==== MATERIAL ====
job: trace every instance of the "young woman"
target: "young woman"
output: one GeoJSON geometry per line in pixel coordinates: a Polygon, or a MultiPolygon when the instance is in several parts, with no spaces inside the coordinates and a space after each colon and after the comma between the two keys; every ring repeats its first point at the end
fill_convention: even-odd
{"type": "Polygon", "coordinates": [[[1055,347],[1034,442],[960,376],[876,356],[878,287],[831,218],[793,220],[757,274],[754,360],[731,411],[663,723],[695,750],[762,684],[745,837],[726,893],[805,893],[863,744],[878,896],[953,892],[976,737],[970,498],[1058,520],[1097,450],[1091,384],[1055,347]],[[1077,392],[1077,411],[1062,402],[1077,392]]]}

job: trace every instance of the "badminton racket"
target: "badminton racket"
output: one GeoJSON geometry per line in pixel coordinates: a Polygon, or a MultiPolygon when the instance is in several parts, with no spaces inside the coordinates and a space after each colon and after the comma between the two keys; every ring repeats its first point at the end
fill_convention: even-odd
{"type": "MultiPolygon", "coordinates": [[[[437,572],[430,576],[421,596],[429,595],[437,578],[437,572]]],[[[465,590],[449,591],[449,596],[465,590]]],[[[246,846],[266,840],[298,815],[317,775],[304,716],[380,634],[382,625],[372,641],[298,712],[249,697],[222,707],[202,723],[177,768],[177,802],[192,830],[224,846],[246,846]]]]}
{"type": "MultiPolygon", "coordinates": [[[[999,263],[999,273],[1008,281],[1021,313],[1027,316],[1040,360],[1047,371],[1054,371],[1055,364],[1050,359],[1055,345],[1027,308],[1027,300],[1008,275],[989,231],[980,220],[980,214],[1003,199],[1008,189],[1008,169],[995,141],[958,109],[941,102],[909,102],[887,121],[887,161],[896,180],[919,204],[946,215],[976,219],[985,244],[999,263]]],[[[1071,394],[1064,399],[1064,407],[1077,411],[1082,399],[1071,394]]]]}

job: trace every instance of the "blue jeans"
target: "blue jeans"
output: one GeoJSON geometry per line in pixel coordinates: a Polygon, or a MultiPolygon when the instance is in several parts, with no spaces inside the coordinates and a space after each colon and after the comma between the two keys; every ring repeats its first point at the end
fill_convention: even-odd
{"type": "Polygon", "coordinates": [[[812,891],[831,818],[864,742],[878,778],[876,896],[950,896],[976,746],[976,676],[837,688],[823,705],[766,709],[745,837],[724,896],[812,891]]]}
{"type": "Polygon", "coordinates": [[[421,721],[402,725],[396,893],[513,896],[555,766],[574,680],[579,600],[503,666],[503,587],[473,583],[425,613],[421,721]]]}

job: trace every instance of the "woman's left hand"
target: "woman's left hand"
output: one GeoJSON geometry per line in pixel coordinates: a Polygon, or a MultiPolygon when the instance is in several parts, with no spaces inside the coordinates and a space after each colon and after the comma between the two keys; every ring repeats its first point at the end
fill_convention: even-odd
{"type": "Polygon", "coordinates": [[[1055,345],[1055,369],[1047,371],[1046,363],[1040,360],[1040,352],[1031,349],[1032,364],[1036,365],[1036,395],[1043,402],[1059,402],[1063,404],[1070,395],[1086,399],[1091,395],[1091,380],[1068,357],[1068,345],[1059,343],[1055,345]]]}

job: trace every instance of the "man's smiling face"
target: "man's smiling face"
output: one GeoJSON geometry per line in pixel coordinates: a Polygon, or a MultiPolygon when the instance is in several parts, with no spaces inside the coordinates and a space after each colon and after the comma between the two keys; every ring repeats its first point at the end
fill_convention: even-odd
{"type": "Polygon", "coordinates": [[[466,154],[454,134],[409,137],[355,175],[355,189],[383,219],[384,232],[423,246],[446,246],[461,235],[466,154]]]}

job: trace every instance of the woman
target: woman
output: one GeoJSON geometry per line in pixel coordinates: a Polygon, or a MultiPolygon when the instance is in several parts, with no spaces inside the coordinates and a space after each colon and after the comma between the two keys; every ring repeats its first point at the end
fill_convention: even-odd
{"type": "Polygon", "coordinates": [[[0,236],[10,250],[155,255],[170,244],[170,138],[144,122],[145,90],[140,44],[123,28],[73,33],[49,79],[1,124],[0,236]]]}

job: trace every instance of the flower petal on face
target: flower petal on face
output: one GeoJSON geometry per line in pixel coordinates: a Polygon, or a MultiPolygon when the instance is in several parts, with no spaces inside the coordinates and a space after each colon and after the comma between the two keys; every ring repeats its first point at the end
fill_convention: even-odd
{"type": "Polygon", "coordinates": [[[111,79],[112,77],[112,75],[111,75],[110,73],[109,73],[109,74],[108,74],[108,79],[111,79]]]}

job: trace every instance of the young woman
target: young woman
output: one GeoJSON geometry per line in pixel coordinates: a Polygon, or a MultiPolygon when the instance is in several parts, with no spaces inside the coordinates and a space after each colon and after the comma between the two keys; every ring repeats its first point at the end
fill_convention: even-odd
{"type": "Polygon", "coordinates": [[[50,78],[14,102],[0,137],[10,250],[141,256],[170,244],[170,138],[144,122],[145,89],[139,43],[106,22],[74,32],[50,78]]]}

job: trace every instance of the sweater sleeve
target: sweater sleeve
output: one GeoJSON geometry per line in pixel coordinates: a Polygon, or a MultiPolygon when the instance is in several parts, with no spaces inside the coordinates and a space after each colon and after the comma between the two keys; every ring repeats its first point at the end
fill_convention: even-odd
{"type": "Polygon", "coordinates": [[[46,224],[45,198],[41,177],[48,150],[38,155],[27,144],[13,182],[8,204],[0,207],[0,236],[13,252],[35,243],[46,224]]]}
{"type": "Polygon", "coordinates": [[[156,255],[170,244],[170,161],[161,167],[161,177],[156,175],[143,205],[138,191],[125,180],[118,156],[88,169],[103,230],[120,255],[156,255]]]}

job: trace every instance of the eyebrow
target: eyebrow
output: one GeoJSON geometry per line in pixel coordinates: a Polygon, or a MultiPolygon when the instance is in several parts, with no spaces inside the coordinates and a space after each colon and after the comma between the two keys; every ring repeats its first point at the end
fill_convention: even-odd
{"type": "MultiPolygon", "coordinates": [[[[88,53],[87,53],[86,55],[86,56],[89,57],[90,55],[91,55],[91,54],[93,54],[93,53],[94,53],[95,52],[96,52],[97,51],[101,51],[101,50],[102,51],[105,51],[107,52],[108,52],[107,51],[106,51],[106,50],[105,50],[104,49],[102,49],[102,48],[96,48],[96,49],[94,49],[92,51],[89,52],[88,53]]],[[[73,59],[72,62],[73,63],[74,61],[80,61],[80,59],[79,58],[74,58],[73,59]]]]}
====
> [SHORT PROBLEM]: Update the data lines from the one containing "job: trace every instance of the flower" down to the one containing "target: flower petal on face", replacing "flower petal" with "rose petal" and leaving everything else unchanged. Give only those lines.

> [ANSWER FOR THIS EXERCISE]:
job: trace every instance of the rose petal on face
target: rose petal on face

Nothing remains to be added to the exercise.